EXERCISE DETAILS: The result should be an exact copy of the entries below, free of pictures.

EXERCISE INPUT:
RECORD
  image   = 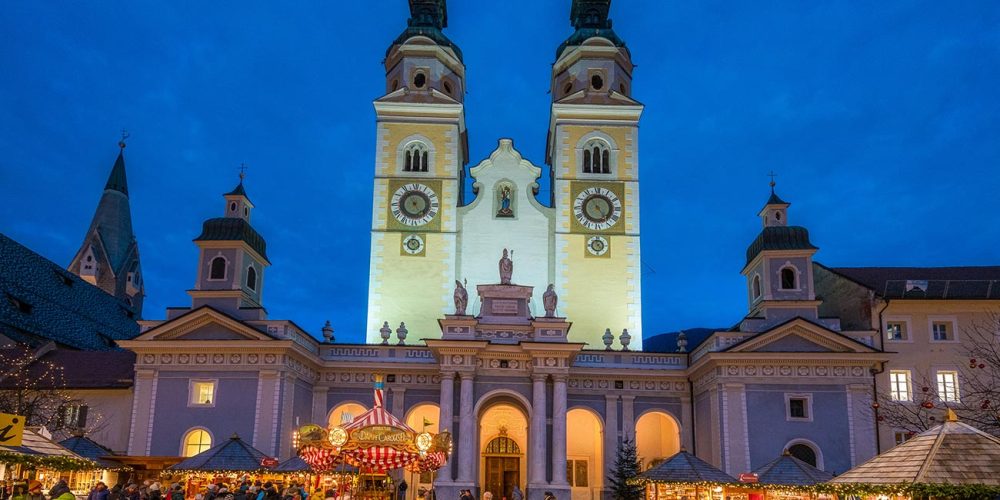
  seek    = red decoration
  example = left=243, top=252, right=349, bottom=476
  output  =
left=980, top=363, right=986, bottom=369
left=970, top=358, right=977, bottom=364
left=871, top=402, right=880, bottom=409
left=921, top=386, right=930, bottom=392
left=877, top=416, right=884, bottom=422
left=921, top=401, right=934, bottom=409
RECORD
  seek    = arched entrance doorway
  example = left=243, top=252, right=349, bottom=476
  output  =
left=404, top=404, right=441, bottom=500
left=566, top=408, right=603, bottom=500
left=634, top=411, right=681, bottom=471
left=478, top=402, right=528, bottom=500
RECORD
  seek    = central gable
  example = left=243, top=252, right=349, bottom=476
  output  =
left=132, top=306, right=274, bottom=342
left=726, top=318, right=876, bottom=354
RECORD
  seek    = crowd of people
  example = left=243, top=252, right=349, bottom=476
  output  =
left=0, top=479, right=343, bottom=500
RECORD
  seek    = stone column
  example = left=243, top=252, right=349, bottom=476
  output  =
left=529, top=373, right=548, bottom=493
left=621, top=395, right=635, bottom=441
left=311, top=386, right=328, bottom=426
left=603, top=395, right=619, bottom=482
left=551, top=375, right=569, bottom=486
left=679, top=394, right=694, bottom=452
left=392, top=387, right=406, bottom=418
left=457, top=372, right=476, bottom=484
left=437, top=372, right=456, bottom=482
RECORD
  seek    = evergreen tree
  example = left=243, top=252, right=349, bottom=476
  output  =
left=608, top=437, right=643, bottom=500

OUTPUT OF THE EXERCISE:
RECORD
  image   = 
  seek    = red decoration
  example = left=243, top=252, right=349, bottom=476
  output  =
left=980, top=363, right=986, bottom=369
left=970, top=358, right=977, bottom=364
left=871, top=402, right=880, bottom=409
left=921, top=386, right=930, bottom=392
left=877, top=416, right=884, bottom=422
left=921, top=401, right=934, bottom=409
RECORD
  seek    = arched entrance doorway
  example = left=243, top=252, right=349, bottom=476
  output  =
left=404, top=404, right=441, bottom=500
left=566, top=408, right=603, bottom=500
left=634, top=411, right=681, bottom=471
left=478, top=402, right=528, bottom=500
RECORD
  seek    = central gable
  example = left=243, top=252, right=349, bottom=476
  output  =
left=132, top=306, right=274, bottom=342
left=726, top=318, right=876, bottom=354
RECORD
  seek    = crowd of people
  example = left=243, top=252, right=349, bottom=476
  output  =
left=0, top=479, right=343, bottom=500
RECORD
  seek    = stone column
  example = left=243, top=252, right=349, bottom=476
  output  =
left=529, top=373, right=548, bottom=493
left=621, top=395, right=635, bottom=441
left=311, top=386, right=328, bottom=426
left=603, top=395, right=619, bottom=482
left=551, top=375, right=569, bottom=486
left=679, top=394, right=694, bottom=452
left=392, top=387, right=406, bottom=418
left=457, top=372, right=476, bottom=484
left=437, top=372, right=456, bottom=482
RECORD
  seek    = evergreen tree
  example = left=243, top=252, right=349, bottom=476
  output  =
left=608, top=437, right=643, bottom=500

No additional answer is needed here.